» **What to work on**
Rewrite the part of the records that opens with the line containing "if any tree" and closes with the line containing "0;118;300;208", putting "snug box" wherever "tight box" appears and leaving everything else unchanged.

» **Exercise input**
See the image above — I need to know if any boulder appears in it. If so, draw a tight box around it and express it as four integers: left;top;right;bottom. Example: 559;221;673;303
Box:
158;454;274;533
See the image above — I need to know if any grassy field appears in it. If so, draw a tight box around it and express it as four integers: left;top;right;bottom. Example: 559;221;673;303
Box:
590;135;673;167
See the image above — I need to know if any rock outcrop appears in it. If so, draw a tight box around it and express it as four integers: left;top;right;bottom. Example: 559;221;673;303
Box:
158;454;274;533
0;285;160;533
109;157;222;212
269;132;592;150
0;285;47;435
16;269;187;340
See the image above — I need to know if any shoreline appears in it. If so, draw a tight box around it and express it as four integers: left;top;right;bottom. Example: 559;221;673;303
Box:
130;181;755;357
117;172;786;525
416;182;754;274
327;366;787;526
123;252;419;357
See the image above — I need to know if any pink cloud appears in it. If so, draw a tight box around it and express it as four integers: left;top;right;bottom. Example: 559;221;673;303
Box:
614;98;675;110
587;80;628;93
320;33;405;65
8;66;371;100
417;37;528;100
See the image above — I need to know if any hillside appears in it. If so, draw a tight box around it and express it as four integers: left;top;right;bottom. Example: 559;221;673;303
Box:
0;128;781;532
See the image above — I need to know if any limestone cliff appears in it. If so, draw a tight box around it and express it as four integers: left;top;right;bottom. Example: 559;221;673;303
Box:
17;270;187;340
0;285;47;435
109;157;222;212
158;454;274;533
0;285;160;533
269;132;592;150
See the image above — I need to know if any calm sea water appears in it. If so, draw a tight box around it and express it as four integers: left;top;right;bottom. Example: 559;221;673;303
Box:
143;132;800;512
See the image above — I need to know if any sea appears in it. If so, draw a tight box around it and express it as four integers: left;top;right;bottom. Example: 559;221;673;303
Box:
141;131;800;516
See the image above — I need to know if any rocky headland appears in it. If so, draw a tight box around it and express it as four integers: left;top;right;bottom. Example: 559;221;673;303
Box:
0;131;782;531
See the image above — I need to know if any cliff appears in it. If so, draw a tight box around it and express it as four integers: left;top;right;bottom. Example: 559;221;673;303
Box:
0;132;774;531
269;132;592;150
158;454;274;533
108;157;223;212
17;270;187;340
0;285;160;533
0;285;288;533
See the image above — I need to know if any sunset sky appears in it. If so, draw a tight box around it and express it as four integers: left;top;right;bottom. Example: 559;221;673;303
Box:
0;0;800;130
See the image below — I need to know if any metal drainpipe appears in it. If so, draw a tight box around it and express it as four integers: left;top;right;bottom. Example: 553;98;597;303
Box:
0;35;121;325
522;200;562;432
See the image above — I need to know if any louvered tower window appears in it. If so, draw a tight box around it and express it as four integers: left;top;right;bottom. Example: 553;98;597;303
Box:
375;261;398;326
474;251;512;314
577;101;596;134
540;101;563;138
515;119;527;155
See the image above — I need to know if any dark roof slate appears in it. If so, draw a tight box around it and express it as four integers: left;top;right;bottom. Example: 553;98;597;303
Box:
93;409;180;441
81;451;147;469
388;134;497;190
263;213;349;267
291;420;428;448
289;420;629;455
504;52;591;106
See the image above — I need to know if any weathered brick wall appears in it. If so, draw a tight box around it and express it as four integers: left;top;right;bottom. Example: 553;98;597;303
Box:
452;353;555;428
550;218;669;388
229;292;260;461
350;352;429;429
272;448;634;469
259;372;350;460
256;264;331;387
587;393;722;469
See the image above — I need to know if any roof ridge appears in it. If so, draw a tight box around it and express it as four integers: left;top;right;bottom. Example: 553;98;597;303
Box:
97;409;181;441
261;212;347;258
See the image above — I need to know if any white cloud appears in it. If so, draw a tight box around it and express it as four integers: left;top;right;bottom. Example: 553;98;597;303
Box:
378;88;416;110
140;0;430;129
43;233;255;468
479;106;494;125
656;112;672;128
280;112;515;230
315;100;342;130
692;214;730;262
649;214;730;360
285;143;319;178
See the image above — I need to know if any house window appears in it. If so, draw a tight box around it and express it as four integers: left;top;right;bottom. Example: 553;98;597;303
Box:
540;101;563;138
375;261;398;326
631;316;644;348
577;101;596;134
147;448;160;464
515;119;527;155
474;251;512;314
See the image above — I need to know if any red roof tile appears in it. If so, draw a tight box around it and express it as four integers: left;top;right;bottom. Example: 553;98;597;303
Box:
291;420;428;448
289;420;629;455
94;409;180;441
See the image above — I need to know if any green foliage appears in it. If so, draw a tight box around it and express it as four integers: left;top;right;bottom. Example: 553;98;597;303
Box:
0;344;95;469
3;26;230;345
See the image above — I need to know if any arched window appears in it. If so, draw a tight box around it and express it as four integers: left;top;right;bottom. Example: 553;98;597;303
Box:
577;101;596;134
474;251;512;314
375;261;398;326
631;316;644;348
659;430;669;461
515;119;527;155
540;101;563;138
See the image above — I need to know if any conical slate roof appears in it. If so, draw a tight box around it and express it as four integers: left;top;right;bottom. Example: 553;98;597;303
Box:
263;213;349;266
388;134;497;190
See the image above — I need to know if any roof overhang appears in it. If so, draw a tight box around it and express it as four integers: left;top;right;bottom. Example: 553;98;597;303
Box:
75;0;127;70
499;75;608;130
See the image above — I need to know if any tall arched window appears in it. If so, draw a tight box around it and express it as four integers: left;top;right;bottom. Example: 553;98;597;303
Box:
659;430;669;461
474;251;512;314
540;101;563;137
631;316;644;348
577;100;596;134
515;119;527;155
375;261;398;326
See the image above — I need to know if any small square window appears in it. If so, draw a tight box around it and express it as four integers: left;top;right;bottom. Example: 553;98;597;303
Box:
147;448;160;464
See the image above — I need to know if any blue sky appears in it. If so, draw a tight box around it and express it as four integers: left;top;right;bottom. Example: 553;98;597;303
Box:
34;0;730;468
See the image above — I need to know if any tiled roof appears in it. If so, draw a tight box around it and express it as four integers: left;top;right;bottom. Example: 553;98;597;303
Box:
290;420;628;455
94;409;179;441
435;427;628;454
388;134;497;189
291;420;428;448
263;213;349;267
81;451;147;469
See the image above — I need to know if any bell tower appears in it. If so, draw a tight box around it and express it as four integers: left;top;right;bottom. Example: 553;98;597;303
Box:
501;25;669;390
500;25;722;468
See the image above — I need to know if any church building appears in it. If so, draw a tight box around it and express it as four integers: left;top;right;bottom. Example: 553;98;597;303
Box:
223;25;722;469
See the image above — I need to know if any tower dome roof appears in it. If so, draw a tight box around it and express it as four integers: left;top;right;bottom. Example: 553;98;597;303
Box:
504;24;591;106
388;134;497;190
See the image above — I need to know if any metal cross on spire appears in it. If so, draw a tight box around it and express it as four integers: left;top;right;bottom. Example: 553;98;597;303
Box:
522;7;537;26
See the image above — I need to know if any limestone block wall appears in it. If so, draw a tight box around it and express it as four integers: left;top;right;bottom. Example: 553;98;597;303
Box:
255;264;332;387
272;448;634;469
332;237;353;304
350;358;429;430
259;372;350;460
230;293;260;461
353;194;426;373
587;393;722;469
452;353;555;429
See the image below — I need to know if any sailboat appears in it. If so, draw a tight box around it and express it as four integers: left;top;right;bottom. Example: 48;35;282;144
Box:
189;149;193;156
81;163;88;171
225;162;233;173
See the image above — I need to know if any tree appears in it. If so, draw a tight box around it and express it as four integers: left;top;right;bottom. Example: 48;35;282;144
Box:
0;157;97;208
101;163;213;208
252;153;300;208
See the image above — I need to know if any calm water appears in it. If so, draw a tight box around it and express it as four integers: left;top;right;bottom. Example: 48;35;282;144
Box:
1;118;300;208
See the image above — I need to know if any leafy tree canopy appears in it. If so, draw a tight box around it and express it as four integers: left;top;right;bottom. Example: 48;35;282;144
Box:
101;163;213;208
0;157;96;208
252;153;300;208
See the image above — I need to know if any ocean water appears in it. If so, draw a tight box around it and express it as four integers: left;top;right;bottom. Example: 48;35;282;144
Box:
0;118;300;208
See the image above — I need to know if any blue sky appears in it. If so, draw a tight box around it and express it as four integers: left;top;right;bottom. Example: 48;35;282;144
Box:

» **Response to the task**
See the image above — I need to know if any tree appears in it. If so, draw a snug box around it and express it as four integers: left;top;right;bottom. Example: 48;35;282;144
Box:
0;157;97;208
101;163;213;208
252;153;300;208
See the image above — I need to know if any calm water appears in it. If so, draw a snug box around it and express it as four integers: left;top;right;bottom. Example: 48;35;282;144
Box:
1;118;300;208
See the image above — I need to know if any leafy tree canopy appears in it. If so, draw a snug box around it and express it as four integers: left;top;right;bottom. Example: 48;35;282;144
Box:
101;163;213;208
0;157;96;208
252;153;300;208
See the image above — I need to know if any ocean water appears in it. If so, draw a snug box around it and express it as four integers: left;top;right;bottom. Example: 48;35;282;144
Box:
0;118;300;208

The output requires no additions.